Listed records: Begin

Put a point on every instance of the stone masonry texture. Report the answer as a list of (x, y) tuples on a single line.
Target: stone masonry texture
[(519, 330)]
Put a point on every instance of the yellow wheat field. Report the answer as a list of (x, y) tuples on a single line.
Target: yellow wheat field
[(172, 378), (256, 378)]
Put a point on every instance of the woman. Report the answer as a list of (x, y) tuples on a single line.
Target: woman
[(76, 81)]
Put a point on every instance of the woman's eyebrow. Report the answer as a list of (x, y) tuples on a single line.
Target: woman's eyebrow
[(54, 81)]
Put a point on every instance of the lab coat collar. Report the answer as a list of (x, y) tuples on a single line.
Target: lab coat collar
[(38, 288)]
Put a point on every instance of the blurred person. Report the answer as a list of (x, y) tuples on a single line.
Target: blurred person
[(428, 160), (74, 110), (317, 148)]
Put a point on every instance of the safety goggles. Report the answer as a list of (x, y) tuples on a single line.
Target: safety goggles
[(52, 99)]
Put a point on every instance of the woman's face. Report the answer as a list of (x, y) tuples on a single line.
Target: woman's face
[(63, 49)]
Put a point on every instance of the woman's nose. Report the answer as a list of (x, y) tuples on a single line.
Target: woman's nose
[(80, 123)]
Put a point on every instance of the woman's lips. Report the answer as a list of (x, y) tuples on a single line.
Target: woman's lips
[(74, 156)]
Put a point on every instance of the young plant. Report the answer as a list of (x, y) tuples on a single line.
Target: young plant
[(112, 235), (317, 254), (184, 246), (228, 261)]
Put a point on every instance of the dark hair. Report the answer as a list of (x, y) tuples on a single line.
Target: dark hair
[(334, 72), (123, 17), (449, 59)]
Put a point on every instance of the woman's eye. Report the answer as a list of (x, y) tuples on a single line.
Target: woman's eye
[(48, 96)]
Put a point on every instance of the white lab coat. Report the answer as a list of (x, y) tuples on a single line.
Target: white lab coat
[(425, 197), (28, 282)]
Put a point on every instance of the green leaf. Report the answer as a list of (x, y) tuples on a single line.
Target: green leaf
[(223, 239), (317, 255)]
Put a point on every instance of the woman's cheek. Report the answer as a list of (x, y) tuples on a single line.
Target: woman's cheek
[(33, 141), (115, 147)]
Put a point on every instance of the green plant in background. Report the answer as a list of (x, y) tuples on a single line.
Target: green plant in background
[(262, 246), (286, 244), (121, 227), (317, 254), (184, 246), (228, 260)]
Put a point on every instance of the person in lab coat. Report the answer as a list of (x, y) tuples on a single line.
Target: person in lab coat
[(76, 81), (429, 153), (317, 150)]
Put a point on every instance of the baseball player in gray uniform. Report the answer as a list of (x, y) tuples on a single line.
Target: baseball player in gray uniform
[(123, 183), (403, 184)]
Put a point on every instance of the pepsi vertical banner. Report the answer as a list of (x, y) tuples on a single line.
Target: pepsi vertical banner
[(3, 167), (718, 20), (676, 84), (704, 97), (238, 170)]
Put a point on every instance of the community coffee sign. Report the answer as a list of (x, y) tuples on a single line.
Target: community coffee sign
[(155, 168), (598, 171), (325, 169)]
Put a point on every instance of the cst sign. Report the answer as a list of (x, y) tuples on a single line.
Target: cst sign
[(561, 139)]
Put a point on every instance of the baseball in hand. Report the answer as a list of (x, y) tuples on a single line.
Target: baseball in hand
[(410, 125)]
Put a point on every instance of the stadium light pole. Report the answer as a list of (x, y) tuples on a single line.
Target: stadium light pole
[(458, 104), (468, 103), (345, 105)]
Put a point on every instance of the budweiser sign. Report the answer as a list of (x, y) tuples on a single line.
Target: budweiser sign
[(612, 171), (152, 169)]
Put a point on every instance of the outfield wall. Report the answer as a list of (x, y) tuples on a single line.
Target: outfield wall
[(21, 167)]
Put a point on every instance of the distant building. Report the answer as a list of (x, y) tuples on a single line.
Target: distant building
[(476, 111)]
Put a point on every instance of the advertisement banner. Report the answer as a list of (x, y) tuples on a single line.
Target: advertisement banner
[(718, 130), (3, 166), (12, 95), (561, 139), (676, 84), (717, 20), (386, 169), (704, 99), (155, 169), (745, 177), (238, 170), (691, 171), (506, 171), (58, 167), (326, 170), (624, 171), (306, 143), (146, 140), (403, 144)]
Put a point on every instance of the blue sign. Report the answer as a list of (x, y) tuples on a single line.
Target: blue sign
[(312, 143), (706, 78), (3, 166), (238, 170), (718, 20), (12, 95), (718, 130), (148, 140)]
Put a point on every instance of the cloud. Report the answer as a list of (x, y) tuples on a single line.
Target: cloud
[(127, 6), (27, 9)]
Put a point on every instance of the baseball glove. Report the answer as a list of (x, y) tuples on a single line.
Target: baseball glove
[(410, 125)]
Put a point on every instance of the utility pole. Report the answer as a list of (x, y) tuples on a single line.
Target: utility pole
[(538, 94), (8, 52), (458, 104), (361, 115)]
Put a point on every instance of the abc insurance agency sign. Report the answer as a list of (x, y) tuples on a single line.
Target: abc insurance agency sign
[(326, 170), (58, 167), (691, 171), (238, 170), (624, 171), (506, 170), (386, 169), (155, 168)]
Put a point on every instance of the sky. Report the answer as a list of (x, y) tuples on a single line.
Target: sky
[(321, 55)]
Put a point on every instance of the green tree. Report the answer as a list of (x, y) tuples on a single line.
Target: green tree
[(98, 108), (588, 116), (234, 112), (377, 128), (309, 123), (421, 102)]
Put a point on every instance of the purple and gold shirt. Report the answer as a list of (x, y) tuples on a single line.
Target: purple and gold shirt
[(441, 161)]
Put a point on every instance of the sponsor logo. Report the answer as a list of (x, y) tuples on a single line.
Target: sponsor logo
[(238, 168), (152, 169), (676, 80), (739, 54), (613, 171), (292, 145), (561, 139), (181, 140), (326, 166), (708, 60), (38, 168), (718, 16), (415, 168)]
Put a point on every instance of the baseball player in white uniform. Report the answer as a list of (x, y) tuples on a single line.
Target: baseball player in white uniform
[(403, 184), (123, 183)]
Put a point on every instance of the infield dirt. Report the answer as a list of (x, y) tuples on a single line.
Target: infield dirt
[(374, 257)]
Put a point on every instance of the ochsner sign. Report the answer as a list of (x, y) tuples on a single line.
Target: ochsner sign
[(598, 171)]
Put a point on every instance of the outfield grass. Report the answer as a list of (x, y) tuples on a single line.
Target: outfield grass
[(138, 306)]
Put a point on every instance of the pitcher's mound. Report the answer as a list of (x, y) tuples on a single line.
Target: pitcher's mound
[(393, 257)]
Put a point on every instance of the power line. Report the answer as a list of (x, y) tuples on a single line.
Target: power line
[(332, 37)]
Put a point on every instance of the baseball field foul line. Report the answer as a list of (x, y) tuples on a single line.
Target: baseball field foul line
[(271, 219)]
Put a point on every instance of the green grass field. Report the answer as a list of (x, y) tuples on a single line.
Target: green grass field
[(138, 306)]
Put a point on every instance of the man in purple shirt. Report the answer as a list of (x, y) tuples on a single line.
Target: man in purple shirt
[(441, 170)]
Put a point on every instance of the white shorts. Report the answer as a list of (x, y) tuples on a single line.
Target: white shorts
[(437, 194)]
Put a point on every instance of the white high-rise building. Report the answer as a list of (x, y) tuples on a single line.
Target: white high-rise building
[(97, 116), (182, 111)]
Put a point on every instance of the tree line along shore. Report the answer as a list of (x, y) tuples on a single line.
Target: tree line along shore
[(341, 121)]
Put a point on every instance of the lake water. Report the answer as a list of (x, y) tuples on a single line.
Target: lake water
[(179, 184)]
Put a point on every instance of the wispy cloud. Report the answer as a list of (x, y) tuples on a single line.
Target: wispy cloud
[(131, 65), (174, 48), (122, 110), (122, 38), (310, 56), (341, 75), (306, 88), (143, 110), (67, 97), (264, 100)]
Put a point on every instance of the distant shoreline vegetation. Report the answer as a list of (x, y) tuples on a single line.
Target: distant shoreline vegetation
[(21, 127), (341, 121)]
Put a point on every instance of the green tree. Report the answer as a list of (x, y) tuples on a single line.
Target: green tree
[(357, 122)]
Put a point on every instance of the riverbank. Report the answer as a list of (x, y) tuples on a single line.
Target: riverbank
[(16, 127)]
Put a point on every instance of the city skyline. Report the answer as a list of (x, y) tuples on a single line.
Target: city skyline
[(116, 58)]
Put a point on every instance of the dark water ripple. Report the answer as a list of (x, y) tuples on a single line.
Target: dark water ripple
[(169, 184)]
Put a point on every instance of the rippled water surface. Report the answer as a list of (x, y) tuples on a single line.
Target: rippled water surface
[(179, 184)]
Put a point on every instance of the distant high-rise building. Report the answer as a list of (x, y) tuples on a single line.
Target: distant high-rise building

Listed records: End

Work to be completed: Above are some records; copy exactly the lines from the one with "Target: sky" through the one with "Put a point on every instance of the outfield grass.", both included, and no others.

Output of the task:
Target: sky
[(321, 55)]
Put a point on every instance of the green tree. Report the answer as a list of (x, y) tuples on a single line.
Target: green tree
[(98, 108), (588, 116), (234, 112), (377, 128), (309, 123), (421, 102)]
Put a point on every instance of the purple and gold shirt. Report the answer as a list of (x, y) tuples on a single line.
Target: purple and gold shirt
[(441, 161)]
Put a point on every instance of the sponsor logo. Report the answer as a list of (x, y) tuples on a single line.
Target: sponsor logo
[(238, 168), (152, 169), (676, 80), (739, 54), (613, 171), (292, 145), (561, 139), (181, 140), (326, 166), (708, 60), (38, 168), (718, 16), (415, 168)]
Put a point on every instance of the baseball player in white uniform. Report the answer as a list of (x, y) tuples on a single line.
Target: baseball player in white uniform
[(403, 184), (123, 183)]
Put a point on every instance of the infield dirt. Report the answer as a list of (x, y) tuples on a single line.
Target: infield dirt
[(374, 257)]
Put a point on every instance of the ochsner sign. Report the answer as a list of (x, y) tuples on a single line.
Target: ochsner sign
[(598, 171)]
Put a point on every instance of the outfield grass. Report the answer as a list of (x, y) tuples on a single line.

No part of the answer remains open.